とあるお客さんが、抗がん剤の治療を受けてから手足のしびれがひどく辛いのでなんとかして欲しいと相談に見えました。
抗がん剤の副作用による手足のしびれは今までも何人かの相談をお受けしたのですが、これが良いというところまで効果が得られたケースは殆どなく、その旨をお伝えしたのですがなんとかして欲しいと強く言われたので手探りで良ければとお断りして薬を選んでいます。
中医学ではしびれや痛みは「不栄」「不通」から起こるとします。
「不栄」はほとんどが血虚と呼ばれる状態からで貧血や血液中の栄養成分の不足から末端などの神経の興奮が沈静化しなくなって起こるとされるものです。
「不通」は経絡に痰、瘀などの病理産物ができたり、経絡が何らかの原因で通りが悪くなり気血がしっかりと巡らない状態になることによるものとされています。
この相談の方は血液データから貧血とアルブミンの数値が低くなっているので「不栄」が一番疑われ、指先を血管スコープで見たところ血管のゴースト化はそれほどでもない状態ですが、所々に白い血管の空白地があり、そこがむくんだ状態になっているようです。
このようなときには末端までの通りをよくするサメの肝油成分であるスクレンを使うとうまく行った例があったので、それを10日お出しして様子を見てもらいましたが変化なくしびれはきついといいます。
次にアルブミンを増やすためにタンパク成分の合成を促す「プラセンタ」とむくみと痛みを取る漢方薬と血虚を補う漢方薬を選びましたが、飲むと調子が悪くなると言われます。次に瘀血を解消する薬剤と通経絡の作用がある地龍を使いましたがこれもよくないと言われます。
そこで今度は抗がん剤によって血管周辺で慢性的な炎症と活性酸素が増加していると考えセレンや紅景天と呼ばれる生薬が配合された製剤とフトウカズラ、メナモミ、木瓜、ウチワドコロ、クサギなどが配合された製剤を飲んでもらいました。
これはうまくいくようで少し調子が良いと言われます。今のところこれを少し続けて様子を見ていただいています。
抗がん剤によるしびれは本当に患者さんにとってはつらい症状ですから、これがよく効きますよと自信を持って言える薬剤に早く出会える幸運に恵まれたいです。

#### [課題 1]
本文によると、中医学ではしびれや痛みは何から起こるとされるか。
#### [課題 2]
本文の相談者について、「不栄」が最も疑われた根拠を説明せよ。
#### [課題 3]
次の記述が本文と一致するかを判定せよ。(a) スクレンを10日間使用したところ、しびれが軽くなった。(b) 地龍には通経絡の作用がある。(c) 血管スコープで見ると、血管のゴースト化が著しく進んでいた。
解答には本文の内容のみを用いること。

#### [提示記録]
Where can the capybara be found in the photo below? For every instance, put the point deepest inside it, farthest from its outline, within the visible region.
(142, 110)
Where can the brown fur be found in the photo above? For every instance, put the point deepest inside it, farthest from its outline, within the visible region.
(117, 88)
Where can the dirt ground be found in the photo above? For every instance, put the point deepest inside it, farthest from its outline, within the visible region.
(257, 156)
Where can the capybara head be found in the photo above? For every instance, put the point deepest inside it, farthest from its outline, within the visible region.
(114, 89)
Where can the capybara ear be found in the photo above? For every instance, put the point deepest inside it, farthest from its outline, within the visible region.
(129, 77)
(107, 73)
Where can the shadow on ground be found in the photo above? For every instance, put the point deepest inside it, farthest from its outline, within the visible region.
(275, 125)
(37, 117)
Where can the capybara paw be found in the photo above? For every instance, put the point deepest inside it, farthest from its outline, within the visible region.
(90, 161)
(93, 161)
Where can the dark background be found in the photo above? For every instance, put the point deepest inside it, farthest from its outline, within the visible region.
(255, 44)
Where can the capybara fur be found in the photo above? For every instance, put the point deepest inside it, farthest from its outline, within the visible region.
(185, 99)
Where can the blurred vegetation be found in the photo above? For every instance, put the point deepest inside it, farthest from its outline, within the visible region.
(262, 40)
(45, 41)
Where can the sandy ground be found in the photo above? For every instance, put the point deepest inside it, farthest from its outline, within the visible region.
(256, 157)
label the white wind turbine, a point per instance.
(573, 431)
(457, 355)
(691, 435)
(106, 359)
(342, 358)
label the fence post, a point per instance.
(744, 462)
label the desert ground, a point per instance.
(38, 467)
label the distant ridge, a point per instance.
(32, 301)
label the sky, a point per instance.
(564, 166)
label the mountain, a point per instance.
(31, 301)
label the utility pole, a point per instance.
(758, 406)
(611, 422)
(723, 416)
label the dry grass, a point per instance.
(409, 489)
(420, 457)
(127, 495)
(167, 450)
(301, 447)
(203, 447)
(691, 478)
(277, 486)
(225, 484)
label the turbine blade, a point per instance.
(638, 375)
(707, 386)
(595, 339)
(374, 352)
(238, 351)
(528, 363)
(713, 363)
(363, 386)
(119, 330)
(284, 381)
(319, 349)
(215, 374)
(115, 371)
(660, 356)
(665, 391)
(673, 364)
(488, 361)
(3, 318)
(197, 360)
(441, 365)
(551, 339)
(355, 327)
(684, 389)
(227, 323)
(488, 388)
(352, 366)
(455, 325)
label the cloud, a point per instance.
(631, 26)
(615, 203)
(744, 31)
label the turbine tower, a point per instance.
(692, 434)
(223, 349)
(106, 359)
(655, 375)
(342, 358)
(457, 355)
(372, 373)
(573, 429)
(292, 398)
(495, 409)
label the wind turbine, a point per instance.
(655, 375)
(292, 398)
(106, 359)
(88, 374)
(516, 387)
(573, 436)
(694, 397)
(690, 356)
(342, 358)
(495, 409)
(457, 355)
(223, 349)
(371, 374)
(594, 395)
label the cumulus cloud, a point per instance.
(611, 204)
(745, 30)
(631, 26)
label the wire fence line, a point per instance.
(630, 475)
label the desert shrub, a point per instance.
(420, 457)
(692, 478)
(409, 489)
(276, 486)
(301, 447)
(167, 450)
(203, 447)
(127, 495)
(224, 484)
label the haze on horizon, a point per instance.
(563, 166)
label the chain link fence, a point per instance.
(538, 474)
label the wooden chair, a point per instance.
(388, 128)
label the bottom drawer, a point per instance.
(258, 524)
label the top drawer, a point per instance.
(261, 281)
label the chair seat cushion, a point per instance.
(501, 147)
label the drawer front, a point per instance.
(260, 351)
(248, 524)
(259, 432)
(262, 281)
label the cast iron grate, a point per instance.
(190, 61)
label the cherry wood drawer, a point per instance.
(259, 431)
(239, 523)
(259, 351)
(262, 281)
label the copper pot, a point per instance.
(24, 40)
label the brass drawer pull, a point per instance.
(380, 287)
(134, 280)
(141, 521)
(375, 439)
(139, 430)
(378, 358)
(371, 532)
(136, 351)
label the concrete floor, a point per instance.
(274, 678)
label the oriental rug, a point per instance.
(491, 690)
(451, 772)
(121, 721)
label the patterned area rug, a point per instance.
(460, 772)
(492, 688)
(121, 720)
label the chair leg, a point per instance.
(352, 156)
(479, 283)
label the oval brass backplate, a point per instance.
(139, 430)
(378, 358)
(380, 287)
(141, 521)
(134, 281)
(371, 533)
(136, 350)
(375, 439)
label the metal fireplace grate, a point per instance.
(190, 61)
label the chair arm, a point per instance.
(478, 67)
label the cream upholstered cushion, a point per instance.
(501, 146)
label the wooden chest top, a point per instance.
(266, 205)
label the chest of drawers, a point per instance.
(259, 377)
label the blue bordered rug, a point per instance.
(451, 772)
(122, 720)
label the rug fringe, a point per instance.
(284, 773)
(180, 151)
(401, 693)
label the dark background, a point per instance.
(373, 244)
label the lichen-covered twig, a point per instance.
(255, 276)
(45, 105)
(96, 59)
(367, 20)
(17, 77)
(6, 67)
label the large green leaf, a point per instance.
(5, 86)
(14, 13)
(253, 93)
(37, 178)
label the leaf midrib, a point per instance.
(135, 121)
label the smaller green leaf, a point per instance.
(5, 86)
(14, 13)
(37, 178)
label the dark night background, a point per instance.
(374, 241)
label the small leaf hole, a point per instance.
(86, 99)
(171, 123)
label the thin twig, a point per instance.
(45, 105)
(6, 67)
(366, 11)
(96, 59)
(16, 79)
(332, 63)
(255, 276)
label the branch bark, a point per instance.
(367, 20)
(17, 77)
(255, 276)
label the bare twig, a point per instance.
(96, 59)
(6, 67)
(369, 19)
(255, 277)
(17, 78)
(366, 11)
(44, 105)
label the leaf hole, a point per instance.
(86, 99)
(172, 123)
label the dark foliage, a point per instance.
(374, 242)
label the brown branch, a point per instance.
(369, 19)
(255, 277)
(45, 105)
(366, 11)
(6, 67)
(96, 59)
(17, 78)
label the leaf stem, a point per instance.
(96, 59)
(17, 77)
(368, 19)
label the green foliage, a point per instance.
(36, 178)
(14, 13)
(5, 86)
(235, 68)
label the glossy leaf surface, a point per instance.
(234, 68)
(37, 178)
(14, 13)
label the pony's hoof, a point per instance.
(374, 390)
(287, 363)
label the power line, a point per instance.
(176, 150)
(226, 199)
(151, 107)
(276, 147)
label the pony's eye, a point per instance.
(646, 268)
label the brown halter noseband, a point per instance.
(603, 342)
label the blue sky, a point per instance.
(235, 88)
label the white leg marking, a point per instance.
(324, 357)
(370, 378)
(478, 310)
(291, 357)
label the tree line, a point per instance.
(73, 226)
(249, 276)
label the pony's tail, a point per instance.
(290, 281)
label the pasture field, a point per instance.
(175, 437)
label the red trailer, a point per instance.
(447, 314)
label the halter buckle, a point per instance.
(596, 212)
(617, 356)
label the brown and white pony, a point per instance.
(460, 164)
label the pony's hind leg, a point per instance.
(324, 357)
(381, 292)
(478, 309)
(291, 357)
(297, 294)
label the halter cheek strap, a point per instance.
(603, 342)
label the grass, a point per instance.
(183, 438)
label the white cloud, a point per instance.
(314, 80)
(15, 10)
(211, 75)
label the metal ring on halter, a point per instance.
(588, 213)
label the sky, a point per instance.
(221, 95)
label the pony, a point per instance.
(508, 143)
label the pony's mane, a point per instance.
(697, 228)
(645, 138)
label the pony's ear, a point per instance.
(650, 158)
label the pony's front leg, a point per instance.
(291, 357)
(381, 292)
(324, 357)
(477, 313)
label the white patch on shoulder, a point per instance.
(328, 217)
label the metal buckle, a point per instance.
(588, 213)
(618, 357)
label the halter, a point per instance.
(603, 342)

#### [課題の解答 1]
「不栄」と「不通」から起こるとされる。

#### [課題の解答 2]
血液データで貧血が見られ、アルブミンの数値も低くなっていたため。「不栄」は主に血虚、つまり貧血や血液中の栄養成分の不足から起こるとされている。

#### [課題の解答 3]
(a) 一致しない。「変化なくしびれはきついといいます」
(b) 一致する。「通経絡の作用がある地龍」
(c) 一致しない。「血管のゴースト化はそれほどでもない状態」